# [Texte présenté]
————————

Substance chimique de synthèse utilisée depuis plus de 50 ans, le bisphénol-A (BPA) est soupçonné d'augmenter les risques de puberté précoce chez les femmes, de cancer de la prostate ou du sein et d'anomalies de reproduction. De tels effets ont été observés chez des rongeurs en laboratoire, mais les industriels et des agences de sécurité alimentaire estiment que ces craintes ne sont pas scientifiquement fondées chez l'Homme.

Le composé chimique est principalement utilisé pour la fabrication de plastique du type polycarbonate et de résines époxydes. Il se retrouve ainsi notamment dans les emballages alimentaires, cannettes, revêtements de sols, boîtes de conserve, ustensiles de cuisine, amalgames dentaires, bombonnes d'eau rechargeable, bouteilles en plastique, emballages alimentaires ou CD (voir la liste plus détaillée à la fin du communiqué de l'Agence française de sécurité sanitaire, en rubrique "liens").

La France inquiète, la Suisse sereine

En Suisse aussi, le sujet sur le bisphénol-A (BPA) fait débat. Au début de l'année, le WWF a demandé l'interdiction de cette substance. L'Office fédéral de la santé publique (OFSP) s'y est opposé, estimant qu'elle ne constitue aucun risque pour les consommateurs. Ce n'est qu'à hautes doses que le BPA développe des effets négatifs sur la fécondité et le développement foetal, écrit l'OFSP dans son communiqué daté de juin 2011. Selon lui, une interdiction conduirait les fabricants à se tourner vers d'autres matières plastiques, dont la toxicité est moins bien connue.

Pour sa décision, l'OFSP s'appuie sur les quatre études "exhaustives" menées depuis 2002 par l'Autorité européenne de sécurité des aliments (EFSA) indiquant l'absence de risque lié à l'exposition au BPA. Des conclusions auxquelles est également parvenue l'Organisation mondiale de la santé (OMS) dans une évaluation datée de novembre 2010.

En France, en revanche, une commission de l'Assemblée nationale a voté sans opposition mercredi 28 septembre une proposition de loi socialiste interdisant l'usage du bisphénol-A dans tous les contenants alimentaires. Ce texte, qui fait suite à l'interdiction en 2010 des biberons contenant du bisphénol-A, sera soumis aux députés le 6 octobre.

————————

# [Données]

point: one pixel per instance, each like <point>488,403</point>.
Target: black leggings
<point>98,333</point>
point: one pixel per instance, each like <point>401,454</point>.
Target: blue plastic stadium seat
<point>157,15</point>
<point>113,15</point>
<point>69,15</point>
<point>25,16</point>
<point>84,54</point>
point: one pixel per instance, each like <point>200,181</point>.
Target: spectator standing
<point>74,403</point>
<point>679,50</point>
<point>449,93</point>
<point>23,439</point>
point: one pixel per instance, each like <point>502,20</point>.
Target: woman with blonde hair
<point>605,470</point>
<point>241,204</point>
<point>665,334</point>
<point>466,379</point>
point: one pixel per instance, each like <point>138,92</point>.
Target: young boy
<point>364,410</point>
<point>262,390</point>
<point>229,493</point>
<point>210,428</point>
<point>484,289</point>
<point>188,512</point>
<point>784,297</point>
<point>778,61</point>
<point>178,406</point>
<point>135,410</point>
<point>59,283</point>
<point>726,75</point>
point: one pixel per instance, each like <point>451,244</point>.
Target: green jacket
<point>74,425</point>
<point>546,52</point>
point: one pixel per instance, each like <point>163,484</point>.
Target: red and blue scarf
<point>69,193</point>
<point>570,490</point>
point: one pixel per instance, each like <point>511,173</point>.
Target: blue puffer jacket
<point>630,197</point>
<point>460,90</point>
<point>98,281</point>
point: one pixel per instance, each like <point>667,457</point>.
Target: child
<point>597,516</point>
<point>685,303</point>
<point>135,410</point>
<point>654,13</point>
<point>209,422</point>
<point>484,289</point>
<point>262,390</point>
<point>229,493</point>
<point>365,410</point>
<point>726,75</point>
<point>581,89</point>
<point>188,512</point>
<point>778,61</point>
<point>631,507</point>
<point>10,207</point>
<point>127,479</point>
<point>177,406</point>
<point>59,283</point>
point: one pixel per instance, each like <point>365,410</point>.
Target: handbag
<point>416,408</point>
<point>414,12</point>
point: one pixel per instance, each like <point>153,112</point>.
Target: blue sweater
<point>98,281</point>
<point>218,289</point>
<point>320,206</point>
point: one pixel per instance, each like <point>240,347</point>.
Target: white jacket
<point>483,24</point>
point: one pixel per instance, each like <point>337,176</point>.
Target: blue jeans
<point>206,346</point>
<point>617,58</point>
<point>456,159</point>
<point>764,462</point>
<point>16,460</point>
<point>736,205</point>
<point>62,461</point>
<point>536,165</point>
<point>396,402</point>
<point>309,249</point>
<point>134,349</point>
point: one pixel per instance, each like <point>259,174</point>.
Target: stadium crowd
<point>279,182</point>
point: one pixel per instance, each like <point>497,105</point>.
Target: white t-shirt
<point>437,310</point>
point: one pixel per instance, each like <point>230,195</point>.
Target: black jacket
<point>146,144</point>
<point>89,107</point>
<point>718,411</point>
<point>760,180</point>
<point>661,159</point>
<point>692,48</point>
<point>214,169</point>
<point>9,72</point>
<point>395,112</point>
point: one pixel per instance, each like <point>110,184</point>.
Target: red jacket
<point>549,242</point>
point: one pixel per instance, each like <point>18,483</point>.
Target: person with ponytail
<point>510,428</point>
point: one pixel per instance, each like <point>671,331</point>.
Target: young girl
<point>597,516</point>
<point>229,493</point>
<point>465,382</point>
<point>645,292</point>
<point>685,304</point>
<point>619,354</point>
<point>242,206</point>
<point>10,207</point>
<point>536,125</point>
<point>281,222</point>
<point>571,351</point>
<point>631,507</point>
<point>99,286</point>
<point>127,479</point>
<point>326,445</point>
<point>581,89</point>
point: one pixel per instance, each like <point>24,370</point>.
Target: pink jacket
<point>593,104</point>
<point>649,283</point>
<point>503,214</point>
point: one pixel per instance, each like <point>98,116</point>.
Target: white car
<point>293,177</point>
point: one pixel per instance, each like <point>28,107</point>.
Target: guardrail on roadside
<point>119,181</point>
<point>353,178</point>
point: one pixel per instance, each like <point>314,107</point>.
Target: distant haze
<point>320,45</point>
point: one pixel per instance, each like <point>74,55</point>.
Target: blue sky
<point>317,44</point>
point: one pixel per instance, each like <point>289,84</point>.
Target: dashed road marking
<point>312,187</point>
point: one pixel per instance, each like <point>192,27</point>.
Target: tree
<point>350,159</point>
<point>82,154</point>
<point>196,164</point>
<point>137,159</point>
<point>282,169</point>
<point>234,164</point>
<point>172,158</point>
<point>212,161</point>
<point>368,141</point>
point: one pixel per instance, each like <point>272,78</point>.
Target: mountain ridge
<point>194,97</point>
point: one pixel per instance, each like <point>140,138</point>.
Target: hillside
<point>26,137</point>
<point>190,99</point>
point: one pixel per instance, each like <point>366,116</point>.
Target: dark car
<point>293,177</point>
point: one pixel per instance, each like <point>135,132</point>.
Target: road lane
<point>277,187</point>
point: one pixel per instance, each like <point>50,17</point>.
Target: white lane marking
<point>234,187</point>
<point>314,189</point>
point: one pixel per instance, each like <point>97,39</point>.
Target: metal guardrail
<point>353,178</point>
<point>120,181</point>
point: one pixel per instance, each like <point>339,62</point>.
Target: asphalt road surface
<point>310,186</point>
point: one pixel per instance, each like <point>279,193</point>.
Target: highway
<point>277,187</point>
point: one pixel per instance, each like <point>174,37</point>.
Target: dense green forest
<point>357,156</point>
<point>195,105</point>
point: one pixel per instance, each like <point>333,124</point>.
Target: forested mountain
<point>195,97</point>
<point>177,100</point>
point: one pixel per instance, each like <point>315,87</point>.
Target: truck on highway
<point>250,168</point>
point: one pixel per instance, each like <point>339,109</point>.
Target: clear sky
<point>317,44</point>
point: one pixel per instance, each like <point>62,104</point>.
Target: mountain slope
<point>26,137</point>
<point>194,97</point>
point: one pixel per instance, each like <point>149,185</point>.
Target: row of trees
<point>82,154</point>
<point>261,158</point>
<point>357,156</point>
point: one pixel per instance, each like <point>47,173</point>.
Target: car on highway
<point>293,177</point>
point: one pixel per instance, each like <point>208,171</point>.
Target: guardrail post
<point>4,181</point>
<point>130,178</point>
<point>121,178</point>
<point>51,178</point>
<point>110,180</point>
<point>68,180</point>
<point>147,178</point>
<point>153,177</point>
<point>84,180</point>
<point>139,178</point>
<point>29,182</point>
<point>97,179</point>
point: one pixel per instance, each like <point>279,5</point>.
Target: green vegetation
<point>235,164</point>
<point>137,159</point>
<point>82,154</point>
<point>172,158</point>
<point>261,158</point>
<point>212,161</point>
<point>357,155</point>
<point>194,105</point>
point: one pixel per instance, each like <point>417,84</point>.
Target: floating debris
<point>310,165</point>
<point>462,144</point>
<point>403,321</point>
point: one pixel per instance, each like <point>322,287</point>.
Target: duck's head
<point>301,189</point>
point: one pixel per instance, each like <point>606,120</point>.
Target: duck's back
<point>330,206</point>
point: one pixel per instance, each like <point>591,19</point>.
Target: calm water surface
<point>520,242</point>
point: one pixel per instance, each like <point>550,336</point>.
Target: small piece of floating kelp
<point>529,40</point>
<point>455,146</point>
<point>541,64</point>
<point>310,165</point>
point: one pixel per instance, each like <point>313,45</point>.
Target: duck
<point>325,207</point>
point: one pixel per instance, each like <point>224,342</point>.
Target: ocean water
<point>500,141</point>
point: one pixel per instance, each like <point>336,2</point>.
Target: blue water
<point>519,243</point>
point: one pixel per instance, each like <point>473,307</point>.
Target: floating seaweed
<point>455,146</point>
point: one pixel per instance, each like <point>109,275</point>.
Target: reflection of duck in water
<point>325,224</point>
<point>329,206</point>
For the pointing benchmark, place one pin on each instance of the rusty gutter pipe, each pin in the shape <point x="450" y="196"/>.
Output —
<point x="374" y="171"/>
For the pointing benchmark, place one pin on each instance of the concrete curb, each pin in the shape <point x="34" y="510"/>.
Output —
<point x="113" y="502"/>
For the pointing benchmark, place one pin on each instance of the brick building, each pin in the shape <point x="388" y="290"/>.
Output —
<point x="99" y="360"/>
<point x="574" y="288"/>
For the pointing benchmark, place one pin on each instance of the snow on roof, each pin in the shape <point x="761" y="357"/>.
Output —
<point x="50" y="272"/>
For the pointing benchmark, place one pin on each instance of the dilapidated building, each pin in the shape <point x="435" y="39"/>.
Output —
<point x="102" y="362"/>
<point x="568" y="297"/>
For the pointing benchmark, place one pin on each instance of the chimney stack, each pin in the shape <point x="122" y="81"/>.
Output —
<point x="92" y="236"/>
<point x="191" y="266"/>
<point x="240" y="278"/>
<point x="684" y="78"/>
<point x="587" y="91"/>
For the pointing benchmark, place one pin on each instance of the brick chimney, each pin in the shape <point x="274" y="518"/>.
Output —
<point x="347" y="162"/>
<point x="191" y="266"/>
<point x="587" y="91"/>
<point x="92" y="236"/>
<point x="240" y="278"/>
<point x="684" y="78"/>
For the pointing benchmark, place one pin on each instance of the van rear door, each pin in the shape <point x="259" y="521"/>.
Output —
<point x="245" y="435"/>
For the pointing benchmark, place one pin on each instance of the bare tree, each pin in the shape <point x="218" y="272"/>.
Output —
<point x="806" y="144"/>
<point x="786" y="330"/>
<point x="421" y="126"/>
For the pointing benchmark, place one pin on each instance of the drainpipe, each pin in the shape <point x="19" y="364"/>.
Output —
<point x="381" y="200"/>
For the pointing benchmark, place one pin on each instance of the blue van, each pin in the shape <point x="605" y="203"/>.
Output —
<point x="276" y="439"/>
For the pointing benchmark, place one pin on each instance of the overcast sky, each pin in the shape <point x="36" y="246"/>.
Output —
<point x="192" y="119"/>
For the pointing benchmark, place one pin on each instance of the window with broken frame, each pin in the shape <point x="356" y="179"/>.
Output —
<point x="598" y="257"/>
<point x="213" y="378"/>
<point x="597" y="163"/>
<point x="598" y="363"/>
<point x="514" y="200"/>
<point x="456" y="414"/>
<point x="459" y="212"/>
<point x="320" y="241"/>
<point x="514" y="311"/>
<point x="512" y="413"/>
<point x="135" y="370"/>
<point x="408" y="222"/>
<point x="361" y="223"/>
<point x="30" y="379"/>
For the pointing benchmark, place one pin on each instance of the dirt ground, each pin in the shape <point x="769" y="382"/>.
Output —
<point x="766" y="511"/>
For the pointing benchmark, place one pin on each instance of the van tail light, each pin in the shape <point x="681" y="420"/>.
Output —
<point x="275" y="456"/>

————————

# [Travail demandé]
Recopiez le passage du texte sur le bisphénol-A compris entre « En France, en » et « le 6 octobre. », bornes incluses.

# [Résultat de l'exercice]
En France, en revanche, une commission de l'Assemblée nationale a voté sans opposition mercredi 28 septembre une proposition de loi socialiste interdisant l'usage du bisphénol-A dans tous les contenants alimentaires. Ce texte, qui fait suite à l'interdiction en 2010 des biberons contenant du bisphénol-A, sera soumis aux députés le 6 octobre.